(EXTRACT PROVIDED)
The Turing test stipulates that a computer can be labeled “intelligent” when a person can no longer distinguish whether it is a machine or a human. While most people agree that artificial intelligence (AI) hasn’t reached this threshold yet, the technology’s rapid progress is impossible to ignore. Earlier this year, the New England Journal of Medicine reported that Chat GPT-4 had passed the board residency examination in four of five specialties with a median score higher than the official passing score of 65%.

As AI evolves and is increasingly integrated into clinical care, considering how approaches to health care and clinical practice will change is critical. Three experts tackled this looming topic during the session How Will Artificial Intelligence Change Diabetes Clinical Practice? on Friday, June 21. The session can be viewed on-demand by registered meeting participants on the virtual meeting platform. If you haven’t registered for the 84^th Scientific Sessions, register today to access the valuable meeting content through Aug. 26.

Using AI for automated insulin delivery (AID) is one way to leverage this new technology in diabetes care, and a recent randomized crossover trial using a neural-net artificial pancreas (NAP) has shown promising results, explained said Boris Kovatchev, PhD, University of Virginia. The trial showed that the time in range (TIR) difference between NAP and the University of Virginia Model-Predictive Control (UMPC) algorithm was virtually indistinguishable. Additionally, NAP required significantly lower computational demands than UMPC.

“The neural net [NAP] did exactly as well as the original controller, but it did it six times faster,” Dr. Kovatchev said.

Other emerging techniques that incorporate AI are data farming and AI-augmented clinical trials. The Virtual DCCT Project has successfully recreated the landmark Diabetes Control and Complications Trial (DCCT) in a computer simulation. The results demonstrated that in silico-augmented clinical trials can expand research via biosimulation.
(End EXTRACT PROVIDED)
-- WHAT TO WORK ON --
A. In the diabetes AI article, how much faster did the neural net do its work than the original controller?
B. Pick up the diabetes AI article after its final sentence and keep writing it.
The rows that follow come from a different source than the diabetes AI article.
(DATA EXTRACT)
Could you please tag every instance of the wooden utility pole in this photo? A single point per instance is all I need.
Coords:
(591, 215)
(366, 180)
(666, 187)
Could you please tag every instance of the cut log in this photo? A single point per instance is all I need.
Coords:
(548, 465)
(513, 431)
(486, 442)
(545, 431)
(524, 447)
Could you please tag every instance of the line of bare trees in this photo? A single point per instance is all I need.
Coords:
(End DATA EXTRACT)
-- ANSWERS BY ITEM NUMBER --
A. Six times faster.

B.
“Studies with infrequent data can be augmented appropriately to generate artificial data that meet the criteria of the study, and it can become larger without spending too much money,” Dr. Kovatchev explained.

More established ways to leverage AI in diabetes care include data science for tasks and research that involve pattern recognition, classification, and prediction.

“Diabetes is the best quantified human disease,” Dr. Kovatchev said. This means scientists can model, virtually simulate, and control the human metabolic system in diabetes with AI.

Peter G. Jacobs, PhD, Oregon Health & Science University, envisions automated multi-hormone pumps and AI-enabled smart insulin pens that could detect and forecast future problems, adjust insulin dosing or carb ratios in response to cyclical events, and other advancements that ease the burdens of disease management.

Dr. Jacobs also discussed applications for “digital twins” in metabolic disease research and clinical use. A digital twin is a virtual replica of a physical device, system, or process designed to run simulations to detect and prevent problems, predict performance, and optimize processes.

“What we want to do is physically model metabolism and diabetes and glucose disposal, and all of that, and then replay different therapies to see if you can get better outcomes,” Dr. Jacobs said.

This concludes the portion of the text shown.